■ Aim of the task
Retype the stretch of the passage about President Obama from "Leaving Las Vegas" through "City each August.", word for word.

■ Provided text

Remember whenever you find yourself waxing critical of our young president, that no matter what else one can say about his tenure, he has almost single handedly succeeded in increasing the sale of guns in this country by an impressive 150% while doubling production by American gun manufacturers —and it would be churlish to allow his exertions to go unheralded. Buying guns in 2016 may be the perfect way to say ‘thank you, Mr. Obama!’ After all, according to no less an authority on liberal irrationality than the Washington Post, President Obama has given the gun and ammunition industries a nine-to-ten-billion-dollar boost, and say, we bet there are some Ruger or Smith & Wesson shares tucked away in the presidential portfolio—though like everything else about history’s most transparent president, such details remain tightly sealed.
RESOLVED—we will help President Obama with the economy by cutting back on stuff we can’t have as much as we want of, except vacations, which we will take more of, but not to Las Vegas–unless other countries object—or—okay, this is a hard one to get a handle on. We know from the President’s speeches about American consumerism that Americans can’t have everything they want. We vividly recall him telling us specifically that “We can’t drive our SUVs and eat as much as we want and keep our homes on 72 degrees at all times … and then just expect that other countries are going to say OK,–because that’s not leadership. That’s not going to happen.” We were somewhat confused by his syntax at the time, and now that Judicial Watch has released the news that the Obamas spent eight million dollars on just one vacation to Hawaii two years ago, we are genuinely adrift. That must have been leadership, because it definitely did happen, right?
Add to this the fact that the Obamas spent $470,000 a day during their most recent junket to Hawaii, and that Americans shelled out over $50 million for the seven winter vacations taken by the first family to date and it becomes almost impossible to know when to cut back and when to splurge. If we keep our SUVs in the garage and turn our thermostats down, it is presumably all right to spend wildly on our vacations—because after all, we won’t care what our thermostats at home are set to if we’re in Hawaii—but we still don’t think we should go to Las Vegas.
Leaving Las Vegas
Readers may recall that President Obama told Americans to avoid Las Vegas in February of 2010, which we thought was sound moral advice—but then he visited the city 14 times in ensuing years (a record for any sitting president) and was most recently seen speechifying to his fellow climate hysterics at Harry Reid’s massive National Clean Energy Summit, which is hosted by Sin City each August.

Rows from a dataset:
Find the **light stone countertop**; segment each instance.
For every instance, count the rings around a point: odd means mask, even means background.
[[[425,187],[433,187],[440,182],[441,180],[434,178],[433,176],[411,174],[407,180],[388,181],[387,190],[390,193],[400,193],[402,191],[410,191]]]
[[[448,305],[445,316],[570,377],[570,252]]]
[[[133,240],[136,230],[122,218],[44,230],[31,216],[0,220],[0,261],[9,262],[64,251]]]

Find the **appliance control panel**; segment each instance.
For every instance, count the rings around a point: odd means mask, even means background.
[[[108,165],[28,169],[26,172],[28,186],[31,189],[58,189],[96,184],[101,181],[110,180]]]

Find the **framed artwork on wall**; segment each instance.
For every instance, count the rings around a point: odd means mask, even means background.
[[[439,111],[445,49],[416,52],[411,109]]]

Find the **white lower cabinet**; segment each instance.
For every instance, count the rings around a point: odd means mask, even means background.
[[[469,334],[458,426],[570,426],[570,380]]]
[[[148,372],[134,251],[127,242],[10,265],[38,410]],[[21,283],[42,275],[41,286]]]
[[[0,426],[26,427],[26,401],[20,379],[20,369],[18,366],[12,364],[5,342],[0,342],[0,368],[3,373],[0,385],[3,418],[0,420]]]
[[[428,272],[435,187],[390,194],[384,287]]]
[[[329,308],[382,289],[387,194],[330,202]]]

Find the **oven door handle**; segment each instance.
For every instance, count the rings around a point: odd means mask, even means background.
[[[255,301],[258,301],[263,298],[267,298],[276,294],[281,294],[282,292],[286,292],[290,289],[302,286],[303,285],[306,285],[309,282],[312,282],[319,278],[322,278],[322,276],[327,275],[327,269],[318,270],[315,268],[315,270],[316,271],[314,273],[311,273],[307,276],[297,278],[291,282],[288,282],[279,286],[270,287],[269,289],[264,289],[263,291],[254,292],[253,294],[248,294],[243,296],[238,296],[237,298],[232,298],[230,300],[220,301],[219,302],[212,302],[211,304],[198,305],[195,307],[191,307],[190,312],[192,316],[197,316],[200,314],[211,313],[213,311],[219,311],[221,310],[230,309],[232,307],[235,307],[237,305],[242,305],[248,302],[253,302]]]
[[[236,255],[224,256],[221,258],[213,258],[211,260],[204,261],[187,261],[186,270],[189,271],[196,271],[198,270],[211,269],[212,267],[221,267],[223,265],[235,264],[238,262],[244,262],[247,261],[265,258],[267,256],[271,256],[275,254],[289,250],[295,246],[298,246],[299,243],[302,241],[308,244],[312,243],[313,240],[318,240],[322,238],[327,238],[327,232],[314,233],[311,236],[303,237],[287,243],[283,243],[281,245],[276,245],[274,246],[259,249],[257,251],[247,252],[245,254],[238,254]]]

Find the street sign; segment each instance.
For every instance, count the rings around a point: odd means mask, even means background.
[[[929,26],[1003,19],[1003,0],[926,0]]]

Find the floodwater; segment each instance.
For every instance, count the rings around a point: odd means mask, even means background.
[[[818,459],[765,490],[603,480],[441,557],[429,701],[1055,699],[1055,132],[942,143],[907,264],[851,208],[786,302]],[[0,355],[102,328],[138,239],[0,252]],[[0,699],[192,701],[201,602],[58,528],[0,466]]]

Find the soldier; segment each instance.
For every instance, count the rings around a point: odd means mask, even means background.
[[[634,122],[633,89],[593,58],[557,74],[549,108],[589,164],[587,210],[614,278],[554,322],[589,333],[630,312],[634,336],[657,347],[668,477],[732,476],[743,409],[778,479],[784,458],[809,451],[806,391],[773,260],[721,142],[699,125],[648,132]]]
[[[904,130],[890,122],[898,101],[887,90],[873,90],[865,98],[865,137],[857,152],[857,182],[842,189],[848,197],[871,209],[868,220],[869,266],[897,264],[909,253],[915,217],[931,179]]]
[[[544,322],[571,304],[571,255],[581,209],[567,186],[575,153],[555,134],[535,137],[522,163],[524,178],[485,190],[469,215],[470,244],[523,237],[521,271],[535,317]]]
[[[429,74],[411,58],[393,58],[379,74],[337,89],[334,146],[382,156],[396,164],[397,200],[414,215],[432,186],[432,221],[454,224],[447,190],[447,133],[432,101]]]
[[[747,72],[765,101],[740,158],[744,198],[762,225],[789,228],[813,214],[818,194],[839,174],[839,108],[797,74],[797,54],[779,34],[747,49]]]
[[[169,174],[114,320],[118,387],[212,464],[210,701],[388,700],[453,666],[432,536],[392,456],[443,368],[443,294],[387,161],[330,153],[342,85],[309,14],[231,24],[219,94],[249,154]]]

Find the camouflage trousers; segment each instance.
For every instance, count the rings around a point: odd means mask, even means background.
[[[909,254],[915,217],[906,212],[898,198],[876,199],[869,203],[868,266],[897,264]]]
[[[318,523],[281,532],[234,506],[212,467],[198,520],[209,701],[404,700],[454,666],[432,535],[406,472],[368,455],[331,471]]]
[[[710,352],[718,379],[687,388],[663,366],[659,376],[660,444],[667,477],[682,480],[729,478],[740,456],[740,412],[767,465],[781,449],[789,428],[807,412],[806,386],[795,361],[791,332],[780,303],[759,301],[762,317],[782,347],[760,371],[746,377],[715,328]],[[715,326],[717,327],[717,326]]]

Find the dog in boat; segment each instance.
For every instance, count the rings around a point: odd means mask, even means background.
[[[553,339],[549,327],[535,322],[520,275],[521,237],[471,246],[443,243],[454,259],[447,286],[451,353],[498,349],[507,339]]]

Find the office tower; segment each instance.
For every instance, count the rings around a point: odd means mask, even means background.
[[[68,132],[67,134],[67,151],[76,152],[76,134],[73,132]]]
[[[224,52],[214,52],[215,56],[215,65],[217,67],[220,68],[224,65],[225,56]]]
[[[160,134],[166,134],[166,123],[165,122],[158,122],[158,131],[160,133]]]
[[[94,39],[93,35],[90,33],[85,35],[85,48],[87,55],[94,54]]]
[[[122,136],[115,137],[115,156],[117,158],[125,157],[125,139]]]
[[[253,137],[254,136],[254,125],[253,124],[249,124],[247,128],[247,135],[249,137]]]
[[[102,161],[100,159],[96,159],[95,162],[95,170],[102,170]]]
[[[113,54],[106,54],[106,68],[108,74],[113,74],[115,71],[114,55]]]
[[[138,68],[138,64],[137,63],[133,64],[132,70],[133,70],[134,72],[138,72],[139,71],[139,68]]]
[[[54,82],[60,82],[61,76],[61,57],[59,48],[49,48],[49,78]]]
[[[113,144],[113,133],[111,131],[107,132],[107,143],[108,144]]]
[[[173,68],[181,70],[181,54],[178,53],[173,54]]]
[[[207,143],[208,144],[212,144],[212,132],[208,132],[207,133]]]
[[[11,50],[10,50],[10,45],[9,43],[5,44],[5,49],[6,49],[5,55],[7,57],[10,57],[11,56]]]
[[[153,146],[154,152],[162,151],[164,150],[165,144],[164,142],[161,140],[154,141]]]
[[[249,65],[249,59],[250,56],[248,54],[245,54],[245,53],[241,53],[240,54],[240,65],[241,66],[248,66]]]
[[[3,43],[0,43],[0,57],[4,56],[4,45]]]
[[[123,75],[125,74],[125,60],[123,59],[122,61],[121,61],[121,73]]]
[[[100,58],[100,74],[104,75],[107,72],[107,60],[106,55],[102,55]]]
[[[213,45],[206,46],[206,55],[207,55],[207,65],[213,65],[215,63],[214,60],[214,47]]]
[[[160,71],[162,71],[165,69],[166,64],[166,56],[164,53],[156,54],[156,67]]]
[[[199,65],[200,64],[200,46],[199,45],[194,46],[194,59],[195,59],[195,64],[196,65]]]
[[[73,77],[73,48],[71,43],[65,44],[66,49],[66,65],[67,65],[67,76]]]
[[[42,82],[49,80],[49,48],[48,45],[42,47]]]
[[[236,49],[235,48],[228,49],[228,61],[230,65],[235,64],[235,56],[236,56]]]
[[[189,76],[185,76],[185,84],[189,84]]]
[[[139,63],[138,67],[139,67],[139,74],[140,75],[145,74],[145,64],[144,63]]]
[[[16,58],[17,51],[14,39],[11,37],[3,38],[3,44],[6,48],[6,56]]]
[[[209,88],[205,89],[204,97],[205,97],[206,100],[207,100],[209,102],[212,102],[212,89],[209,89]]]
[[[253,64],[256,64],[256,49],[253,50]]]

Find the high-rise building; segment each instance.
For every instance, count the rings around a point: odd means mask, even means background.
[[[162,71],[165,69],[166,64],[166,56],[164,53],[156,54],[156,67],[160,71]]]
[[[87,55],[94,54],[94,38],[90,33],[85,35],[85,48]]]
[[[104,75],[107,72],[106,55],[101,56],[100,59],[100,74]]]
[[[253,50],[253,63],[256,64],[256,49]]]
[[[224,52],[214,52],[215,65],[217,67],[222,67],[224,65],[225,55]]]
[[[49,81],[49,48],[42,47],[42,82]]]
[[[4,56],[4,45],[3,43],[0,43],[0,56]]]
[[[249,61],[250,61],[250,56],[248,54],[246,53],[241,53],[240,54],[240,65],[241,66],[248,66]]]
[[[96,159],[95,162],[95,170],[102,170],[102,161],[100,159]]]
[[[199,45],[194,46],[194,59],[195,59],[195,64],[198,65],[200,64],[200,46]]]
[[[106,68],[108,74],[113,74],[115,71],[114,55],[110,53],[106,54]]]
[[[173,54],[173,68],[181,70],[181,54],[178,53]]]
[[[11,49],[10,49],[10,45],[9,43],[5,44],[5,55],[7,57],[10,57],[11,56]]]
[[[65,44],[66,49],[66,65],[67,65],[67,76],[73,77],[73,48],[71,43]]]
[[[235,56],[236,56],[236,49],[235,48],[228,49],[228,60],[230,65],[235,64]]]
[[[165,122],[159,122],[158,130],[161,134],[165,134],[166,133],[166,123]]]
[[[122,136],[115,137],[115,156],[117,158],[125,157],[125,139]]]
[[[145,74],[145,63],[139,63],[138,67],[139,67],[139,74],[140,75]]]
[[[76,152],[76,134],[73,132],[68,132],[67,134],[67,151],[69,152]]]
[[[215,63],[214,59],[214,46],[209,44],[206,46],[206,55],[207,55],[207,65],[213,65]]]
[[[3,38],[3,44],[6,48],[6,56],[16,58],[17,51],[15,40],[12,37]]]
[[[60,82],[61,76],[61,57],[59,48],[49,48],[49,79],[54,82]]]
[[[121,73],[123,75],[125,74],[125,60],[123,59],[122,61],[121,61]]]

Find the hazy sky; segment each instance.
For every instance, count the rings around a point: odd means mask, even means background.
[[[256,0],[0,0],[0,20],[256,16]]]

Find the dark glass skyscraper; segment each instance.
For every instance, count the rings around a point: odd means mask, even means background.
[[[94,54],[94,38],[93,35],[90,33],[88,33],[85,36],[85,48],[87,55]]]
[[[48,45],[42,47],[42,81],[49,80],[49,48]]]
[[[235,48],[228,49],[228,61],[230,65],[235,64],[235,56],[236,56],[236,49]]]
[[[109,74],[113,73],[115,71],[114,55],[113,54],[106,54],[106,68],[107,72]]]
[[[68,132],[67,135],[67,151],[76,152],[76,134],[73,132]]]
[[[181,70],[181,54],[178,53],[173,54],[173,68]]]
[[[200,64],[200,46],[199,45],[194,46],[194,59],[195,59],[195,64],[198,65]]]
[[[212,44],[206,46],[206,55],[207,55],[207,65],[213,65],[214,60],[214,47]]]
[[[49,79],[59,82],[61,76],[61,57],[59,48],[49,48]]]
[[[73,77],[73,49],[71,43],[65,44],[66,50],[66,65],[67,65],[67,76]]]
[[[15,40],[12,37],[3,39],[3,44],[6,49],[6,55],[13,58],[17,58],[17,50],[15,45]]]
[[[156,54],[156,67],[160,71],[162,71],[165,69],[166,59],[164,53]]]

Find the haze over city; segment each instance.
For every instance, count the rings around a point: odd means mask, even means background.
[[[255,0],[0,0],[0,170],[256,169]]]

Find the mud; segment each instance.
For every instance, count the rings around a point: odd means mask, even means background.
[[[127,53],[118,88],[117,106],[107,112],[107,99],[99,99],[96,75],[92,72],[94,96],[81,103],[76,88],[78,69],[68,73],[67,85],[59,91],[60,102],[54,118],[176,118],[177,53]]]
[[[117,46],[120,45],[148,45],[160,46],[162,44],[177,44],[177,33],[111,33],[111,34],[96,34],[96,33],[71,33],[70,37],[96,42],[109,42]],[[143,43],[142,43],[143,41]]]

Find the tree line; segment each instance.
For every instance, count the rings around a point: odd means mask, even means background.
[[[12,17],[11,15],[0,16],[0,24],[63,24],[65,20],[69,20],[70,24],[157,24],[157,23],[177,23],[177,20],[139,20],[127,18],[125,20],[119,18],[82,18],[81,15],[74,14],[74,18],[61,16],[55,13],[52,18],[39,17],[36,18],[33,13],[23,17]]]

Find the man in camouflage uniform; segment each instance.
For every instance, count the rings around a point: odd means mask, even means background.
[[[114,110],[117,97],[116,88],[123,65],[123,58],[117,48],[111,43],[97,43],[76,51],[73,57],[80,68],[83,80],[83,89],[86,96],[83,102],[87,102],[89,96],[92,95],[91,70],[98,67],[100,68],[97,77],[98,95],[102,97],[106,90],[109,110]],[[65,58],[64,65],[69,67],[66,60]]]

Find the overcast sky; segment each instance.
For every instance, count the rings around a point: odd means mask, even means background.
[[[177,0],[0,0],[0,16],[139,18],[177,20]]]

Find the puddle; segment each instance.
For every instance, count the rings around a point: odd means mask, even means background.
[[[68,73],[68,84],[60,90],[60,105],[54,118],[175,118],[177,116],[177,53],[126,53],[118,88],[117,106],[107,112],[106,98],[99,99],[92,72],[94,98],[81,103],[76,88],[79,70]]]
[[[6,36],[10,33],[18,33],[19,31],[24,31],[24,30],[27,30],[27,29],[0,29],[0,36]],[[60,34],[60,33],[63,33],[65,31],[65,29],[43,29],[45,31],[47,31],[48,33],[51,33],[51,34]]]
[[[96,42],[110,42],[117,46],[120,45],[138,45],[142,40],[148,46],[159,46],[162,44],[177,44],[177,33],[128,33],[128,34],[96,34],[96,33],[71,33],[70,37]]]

■ Exercise solution
Leaving Las Vegas
Readers may recall that President Obama told Americans to avoid Las Vegas in February of 2010, which we thought was sound moral advice—but then he visited the city 14 times in ensuing years (a record for any sitting president) and was most recently seen speechifying to his fellow climate hysterics at Harry Reid’s massive National Clean Energy Summit, which is hosted by Sin City each August.